§ Brief: Convert the listing below, from the line with "Doubt it, but the green foliage" up to and including the line with "88;170;304;299", into a Markdown table with the columns "Row" and "Line". Number each row and leave out blank lines.

§ Dataset content:
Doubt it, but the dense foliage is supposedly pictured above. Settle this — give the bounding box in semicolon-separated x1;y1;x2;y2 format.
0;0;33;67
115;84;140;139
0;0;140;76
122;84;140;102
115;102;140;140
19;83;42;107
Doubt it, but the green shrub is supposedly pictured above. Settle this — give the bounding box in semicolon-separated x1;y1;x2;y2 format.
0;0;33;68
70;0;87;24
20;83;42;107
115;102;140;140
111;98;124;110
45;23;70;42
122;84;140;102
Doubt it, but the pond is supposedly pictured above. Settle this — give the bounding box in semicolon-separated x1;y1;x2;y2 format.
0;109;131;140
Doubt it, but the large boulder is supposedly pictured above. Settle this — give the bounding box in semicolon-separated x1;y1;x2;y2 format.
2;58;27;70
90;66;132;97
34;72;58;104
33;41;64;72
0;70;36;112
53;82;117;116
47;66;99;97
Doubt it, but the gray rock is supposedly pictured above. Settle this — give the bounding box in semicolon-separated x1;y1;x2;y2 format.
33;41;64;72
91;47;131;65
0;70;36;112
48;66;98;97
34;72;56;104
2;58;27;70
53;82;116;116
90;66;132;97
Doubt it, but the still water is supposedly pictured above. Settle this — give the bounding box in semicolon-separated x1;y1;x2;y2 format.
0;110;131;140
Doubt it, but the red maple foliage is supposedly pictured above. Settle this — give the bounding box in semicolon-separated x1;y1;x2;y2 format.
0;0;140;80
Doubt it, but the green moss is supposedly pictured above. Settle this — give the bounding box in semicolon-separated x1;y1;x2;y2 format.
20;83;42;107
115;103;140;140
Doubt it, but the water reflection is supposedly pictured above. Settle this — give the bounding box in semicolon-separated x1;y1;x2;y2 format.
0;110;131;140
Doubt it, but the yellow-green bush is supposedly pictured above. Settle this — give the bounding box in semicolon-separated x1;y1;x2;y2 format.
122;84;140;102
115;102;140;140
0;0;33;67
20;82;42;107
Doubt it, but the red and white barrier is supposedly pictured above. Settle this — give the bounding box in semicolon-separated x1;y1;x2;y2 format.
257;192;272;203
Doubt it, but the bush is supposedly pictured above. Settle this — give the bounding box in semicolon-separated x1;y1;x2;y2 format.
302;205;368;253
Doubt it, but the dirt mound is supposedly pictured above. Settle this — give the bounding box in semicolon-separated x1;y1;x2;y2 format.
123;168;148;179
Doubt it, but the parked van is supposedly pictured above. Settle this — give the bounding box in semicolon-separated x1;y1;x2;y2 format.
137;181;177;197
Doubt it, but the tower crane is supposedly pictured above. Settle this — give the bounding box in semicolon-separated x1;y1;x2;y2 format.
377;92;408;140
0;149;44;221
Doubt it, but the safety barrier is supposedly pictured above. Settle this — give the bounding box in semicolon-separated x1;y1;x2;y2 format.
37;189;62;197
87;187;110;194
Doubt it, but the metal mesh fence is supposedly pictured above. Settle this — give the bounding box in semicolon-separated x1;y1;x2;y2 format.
==
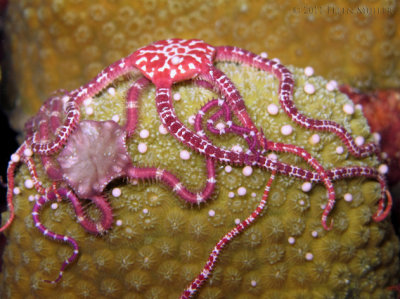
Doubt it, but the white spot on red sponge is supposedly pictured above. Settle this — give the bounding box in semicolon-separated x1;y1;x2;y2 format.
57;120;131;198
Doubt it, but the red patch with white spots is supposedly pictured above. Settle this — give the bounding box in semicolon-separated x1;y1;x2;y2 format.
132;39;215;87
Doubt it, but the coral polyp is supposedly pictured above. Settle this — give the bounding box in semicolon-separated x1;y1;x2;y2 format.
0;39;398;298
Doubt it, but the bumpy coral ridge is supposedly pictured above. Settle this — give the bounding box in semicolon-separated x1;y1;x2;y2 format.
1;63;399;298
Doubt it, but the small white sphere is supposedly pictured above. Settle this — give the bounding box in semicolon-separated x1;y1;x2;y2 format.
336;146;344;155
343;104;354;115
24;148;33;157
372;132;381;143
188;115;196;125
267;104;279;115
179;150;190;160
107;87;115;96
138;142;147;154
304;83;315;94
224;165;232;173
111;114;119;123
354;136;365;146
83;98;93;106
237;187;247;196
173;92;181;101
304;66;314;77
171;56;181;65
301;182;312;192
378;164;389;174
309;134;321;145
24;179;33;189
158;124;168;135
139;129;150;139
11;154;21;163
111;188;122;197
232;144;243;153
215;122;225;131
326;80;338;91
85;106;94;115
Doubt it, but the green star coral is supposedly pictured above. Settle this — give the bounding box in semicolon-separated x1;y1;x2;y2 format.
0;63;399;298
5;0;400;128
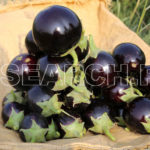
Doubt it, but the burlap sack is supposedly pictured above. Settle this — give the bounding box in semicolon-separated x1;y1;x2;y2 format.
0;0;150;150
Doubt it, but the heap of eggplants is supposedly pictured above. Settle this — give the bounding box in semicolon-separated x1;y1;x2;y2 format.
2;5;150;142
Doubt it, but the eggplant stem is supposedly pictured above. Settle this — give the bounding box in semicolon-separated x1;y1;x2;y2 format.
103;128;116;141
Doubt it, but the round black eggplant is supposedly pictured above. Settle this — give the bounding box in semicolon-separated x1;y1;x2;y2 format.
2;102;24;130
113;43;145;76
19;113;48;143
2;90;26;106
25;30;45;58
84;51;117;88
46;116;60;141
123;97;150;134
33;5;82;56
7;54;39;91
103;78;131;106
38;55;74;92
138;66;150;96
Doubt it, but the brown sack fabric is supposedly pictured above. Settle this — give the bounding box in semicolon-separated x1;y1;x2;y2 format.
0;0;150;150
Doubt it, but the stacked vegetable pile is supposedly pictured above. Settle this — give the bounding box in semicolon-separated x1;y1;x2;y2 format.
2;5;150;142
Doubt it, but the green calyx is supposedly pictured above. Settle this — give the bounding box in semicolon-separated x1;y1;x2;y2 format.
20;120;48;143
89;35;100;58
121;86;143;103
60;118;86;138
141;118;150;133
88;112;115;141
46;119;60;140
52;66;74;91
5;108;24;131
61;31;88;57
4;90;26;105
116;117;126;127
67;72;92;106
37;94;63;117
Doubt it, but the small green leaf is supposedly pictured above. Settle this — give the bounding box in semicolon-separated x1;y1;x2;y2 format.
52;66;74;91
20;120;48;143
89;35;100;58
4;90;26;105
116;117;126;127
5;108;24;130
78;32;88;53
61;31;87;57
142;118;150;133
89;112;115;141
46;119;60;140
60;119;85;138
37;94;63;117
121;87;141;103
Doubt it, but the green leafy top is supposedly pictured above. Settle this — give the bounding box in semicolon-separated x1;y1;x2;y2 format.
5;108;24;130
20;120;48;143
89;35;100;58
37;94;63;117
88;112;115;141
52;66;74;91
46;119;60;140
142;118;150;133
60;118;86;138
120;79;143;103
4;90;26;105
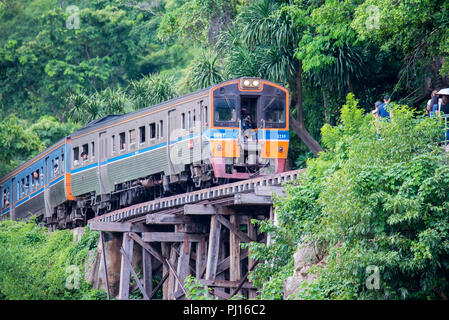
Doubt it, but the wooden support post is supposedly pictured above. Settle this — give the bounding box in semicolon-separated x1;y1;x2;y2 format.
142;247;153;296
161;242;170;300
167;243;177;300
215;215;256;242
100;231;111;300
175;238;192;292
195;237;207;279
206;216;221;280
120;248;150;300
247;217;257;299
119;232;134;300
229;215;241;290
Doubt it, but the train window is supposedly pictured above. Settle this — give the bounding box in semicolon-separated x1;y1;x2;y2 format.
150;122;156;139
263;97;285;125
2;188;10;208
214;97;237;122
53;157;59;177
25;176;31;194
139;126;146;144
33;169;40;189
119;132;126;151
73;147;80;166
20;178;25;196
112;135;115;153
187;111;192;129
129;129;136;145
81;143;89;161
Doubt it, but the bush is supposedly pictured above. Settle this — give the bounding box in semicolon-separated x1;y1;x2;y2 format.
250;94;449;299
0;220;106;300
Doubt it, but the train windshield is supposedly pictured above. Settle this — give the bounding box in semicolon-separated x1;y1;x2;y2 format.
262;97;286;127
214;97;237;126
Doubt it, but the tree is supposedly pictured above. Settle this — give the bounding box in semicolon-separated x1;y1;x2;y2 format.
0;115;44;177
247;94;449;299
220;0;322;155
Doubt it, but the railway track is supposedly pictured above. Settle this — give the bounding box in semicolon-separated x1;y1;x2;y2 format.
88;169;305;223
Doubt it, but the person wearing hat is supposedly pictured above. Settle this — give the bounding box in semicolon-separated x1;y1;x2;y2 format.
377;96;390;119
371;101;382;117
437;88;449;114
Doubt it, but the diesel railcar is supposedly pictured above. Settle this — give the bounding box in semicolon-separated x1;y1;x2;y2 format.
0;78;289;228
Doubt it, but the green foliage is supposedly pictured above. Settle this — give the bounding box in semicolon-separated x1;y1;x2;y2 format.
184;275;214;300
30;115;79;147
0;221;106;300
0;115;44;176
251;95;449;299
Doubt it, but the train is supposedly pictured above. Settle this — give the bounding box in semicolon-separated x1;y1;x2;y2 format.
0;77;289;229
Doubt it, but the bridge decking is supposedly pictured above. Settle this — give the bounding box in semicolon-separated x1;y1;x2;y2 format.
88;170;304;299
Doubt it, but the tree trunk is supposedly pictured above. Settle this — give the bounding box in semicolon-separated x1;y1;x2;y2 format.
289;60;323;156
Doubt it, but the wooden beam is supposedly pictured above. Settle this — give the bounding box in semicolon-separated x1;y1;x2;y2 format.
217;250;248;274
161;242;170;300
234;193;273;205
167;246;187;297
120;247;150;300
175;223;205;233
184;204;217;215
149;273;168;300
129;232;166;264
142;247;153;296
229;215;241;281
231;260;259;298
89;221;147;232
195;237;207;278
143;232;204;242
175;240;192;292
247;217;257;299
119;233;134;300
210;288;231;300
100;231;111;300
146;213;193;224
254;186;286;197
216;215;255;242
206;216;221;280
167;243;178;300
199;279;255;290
--
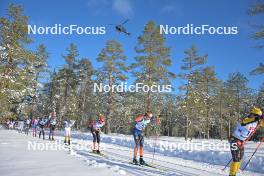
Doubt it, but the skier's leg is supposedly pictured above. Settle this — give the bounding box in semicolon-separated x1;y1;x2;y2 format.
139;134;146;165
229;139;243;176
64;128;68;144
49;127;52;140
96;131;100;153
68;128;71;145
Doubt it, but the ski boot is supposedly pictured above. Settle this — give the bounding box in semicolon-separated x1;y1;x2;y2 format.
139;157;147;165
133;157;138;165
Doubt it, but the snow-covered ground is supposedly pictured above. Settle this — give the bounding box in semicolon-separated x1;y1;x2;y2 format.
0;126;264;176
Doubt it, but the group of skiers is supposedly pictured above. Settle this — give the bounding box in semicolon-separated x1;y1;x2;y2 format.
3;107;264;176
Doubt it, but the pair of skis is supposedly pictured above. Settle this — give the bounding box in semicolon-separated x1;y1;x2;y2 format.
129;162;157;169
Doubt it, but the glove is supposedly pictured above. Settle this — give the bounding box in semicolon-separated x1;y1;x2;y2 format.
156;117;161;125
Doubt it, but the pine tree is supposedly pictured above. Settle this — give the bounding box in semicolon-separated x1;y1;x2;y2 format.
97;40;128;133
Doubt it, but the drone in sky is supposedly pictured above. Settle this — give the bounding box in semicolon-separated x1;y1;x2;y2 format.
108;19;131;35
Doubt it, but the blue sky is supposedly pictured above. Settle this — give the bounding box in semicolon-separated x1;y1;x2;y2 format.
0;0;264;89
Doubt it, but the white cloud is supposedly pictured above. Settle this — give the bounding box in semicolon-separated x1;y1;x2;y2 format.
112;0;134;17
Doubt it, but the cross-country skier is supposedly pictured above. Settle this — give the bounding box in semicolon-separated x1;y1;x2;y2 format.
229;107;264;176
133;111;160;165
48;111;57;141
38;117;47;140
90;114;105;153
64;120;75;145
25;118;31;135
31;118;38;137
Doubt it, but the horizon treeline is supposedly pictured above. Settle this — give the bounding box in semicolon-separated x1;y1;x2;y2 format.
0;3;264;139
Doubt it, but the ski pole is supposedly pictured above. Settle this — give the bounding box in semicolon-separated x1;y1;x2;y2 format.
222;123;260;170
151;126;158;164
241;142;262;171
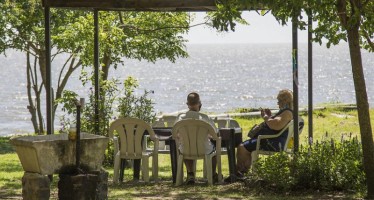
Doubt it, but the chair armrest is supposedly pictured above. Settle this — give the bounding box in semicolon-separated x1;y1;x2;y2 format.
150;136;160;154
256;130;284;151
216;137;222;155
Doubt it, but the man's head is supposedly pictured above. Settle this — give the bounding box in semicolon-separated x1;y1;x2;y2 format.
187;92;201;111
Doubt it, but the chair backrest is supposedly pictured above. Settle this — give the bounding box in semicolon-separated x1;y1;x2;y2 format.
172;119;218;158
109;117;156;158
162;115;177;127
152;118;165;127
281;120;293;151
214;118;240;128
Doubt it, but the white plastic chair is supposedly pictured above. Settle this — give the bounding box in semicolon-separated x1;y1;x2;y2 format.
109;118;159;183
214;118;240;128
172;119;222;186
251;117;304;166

§ The completed task:
| Row | Line |
|---|---|
| 1 | Doubt it, but the green foliage is supposedly pictured above. Settle this — give the bounding box in semicolon-separated x1;y1;x2;y2 format. |
| 2 | 184;275;214;300 |
| 3 | 30;115;79;147 |
| 4 | 0;221;106;300 |
| 5 | 0;115;44;176 |
| 6 | 251;95;449;299 |
| 7 | Doubt it, but the train is supposedly pictured above. Settle this — give the bounding box in semicolon-separated x1;y1;x2;y2 format. |
| 8 | 0;77;289;229 |
| 9 | Doubt it, but the bridge decking is supposedly pictured above. Settle this — give the bounding box in semicolon-separated x1;y1;x2;y2 format. |
| 10 | 88;170;304;299 |